- SELECTED PASSAGE:
---
I’ve forgotten which blog had the video, maybe someone could post the link in comments, but Bush totally screwed up Abbas’s first name. I never knew “Mahmoud” had so many syllables.

Monday, November 26, 2007
Seeing whether or not peace is possible
If Bush was insistent on meeting the Israeli and Palestinian leaders separately ahead of the Annapolis Conference, couldn’t he just once have prevented the (admittedly correct) impression of collusion by meeting Abbas rather than Olmert first? Anyway, Bush met Olmert this morning and will meet Abbas in the afternoon.

He told Olmert, “I’m looking forward to continuing our serious dialogue with you and the President of the Palestinian Authority to see whether or not peace is possible.” See, and you thought there was no point to this conference.
Let’s pull back a little, so we can see the nice Christ-Mass decorations.

For the hell of it, here’s a picture of a special prayer session against the Annapolis Conference held at the Wailing Wall.

And here’s one of Bush this morning, looking especially chimp-like.

A reminder: there’s a label for posts dating back to 1996 about Trent Lott: the man, the – for lack of a better word – hair, the legend, if you feel like reviewing his career as it comes to an end.
Sunday, November 25, 2007
Reject the extreme within them
The Annapolis Conference (motto: “Lower Your Expectations... No, Lower Than That... Lower... Keep Going...”) is about to begin. George Bush has issued a statement about it: “I remain personally committed to implementing my vision of two democratic states, Israel and Palestine, living side by side in peace and security.” Yes, George, it’s all about you and your “vision.”
Twitt Romney says that the real problem is “broader than in that one hot spot as we help the Muslims themselves reject the extreme within them.” Why can’t they all be bland and boring (but with a slightly creepy undertone), just like Mitt?
Fred Thompson spent the post-Thanksgiving weekend shoring up his position as the gun nuts’ fave’rit candidate, going from a gun store in New Hampshire to a gun show in South Carolina to a hobo hunt in an undisclosed location. Here, a bored AP photographer takes a, so to speak, shot of the Fredster behind a row of rifles, kinda like prison bars.

New Australian Prime Minister Kevin Rudd has announced that he will join the Kyoto Accords. Also, he plans to get to the bottom of the whole toilets-
Topics:
Fred Thompson,
Mitt Romney
Friday, November 23, 2007
But do ants really need an aphrodisiac tonic?
Reuters: “Troops and police in Shenyang, northeast China, were deployed after thousands of demonstrators demanded help to recover their savings from a get-rich-quick scheme that involved raising ants to make an aphrodisiac tonic.”
---
- DATA EXCERPTS:
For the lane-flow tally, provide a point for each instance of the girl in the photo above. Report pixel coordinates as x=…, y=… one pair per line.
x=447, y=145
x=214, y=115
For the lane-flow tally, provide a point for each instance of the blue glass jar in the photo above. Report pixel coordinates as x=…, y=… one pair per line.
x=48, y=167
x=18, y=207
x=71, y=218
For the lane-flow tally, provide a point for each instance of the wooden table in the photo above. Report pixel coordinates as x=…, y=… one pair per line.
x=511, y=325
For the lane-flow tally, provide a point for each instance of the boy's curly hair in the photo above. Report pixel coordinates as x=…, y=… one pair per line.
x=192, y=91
---
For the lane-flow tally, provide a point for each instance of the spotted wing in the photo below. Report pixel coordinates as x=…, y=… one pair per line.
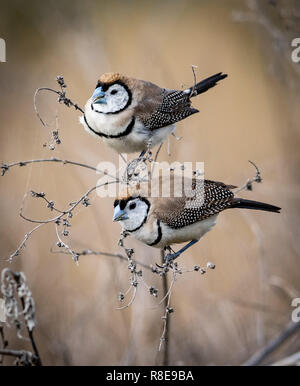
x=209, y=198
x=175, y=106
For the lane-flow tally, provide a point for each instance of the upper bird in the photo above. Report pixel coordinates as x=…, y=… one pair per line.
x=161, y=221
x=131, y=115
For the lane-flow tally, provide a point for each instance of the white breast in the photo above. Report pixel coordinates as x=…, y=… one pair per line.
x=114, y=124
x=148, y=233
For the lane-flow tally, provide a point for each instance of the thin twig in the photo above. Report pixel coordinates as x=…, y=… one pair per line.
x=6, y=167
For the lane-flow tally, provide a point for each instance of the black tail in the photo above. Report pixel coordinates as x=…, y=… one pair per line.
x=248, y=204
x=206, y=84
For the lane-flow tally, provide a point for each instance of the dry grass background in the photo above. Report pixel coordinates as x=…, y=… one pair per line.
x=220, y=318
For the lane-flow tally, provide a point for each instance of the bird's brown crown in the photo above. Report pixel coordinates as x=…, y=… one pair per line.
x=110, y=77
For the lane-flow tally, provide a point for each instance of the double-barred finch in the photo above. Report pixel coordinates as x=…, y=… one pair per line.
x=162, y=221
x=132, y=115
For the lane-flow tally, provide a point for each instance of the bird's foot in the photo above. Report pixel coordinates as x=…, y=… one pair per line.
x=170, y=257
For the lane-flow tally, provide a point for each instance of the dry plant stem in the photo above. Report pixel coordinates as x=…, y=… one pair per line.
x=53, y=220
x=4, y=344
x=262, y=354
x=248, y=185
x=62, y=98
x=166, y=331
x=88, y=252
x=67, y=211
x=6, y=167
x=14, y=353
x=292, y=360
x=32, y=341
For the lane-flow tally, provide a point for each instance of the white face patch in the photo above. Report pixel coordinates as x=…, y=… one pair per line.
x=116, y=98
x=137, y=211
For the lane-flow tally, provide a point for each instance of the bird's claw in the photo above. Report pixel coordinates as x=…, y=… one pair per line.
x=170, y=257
---
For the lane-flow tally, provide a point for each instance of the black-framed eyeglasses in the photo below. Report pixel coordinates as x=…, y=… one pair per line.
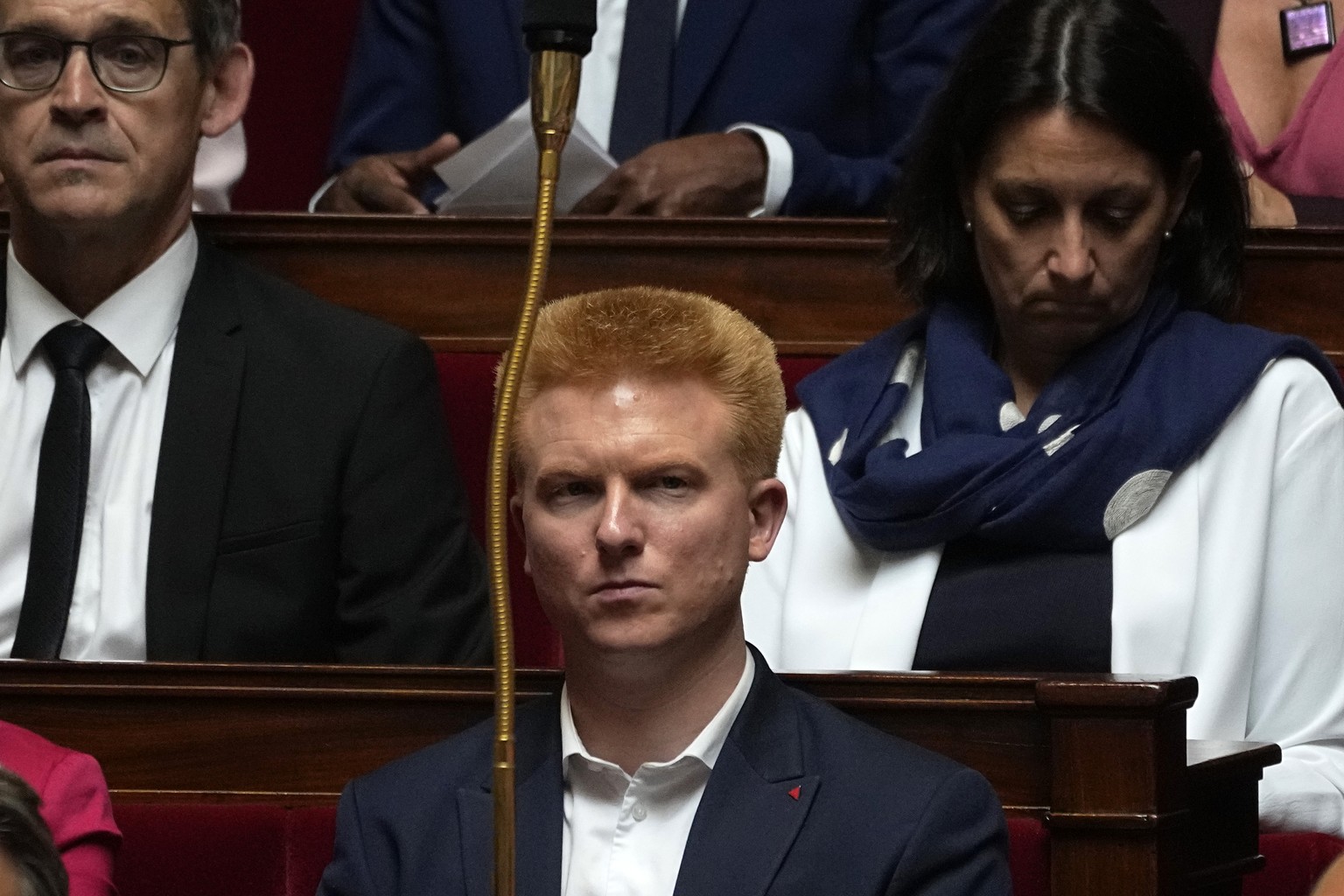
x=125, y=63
---
- QUESTIONS TO ANSWER:
1 – Quote the blog posts from "Twitt Romney says" to "an aphrodisiac tonic?".
2 – According to the blog posts, where was the special prayer session against the Annapolis Conference held?

- OUTPUTS FOR THE TASKS:
1 –
Twitt Romney says that the real problem is “broader than in that one hot spot as we help the Muslims themselves reject the extreme within them.” Why can’t they all be bland and boring (but with a slightly creepy undertone), just like Mitt?
Fred Thompson spent the post-Thanksgiving weekend shoring up his position as the gun nuts’ fave’rit candidate, going from a gun store in New Hampshire to a gun show in South Carolina to a hobo hunt in an undisclosed location. Here, a bored AP photographer takes a, so to speak, shot of the Fredster behind a row of rifles, kinda like prison bars.

New Australian Prime Minister Kevin Rudd has announced that he will join the Kyoto Accords. Also, he plans to get to the bottom of the whole toilets-
Topics:
Fred Thompson,
Mitt Romney
Friday, November 23, 2007
But do ants really need an aphrodisiac tonic?

2 – At the Wailing Wall.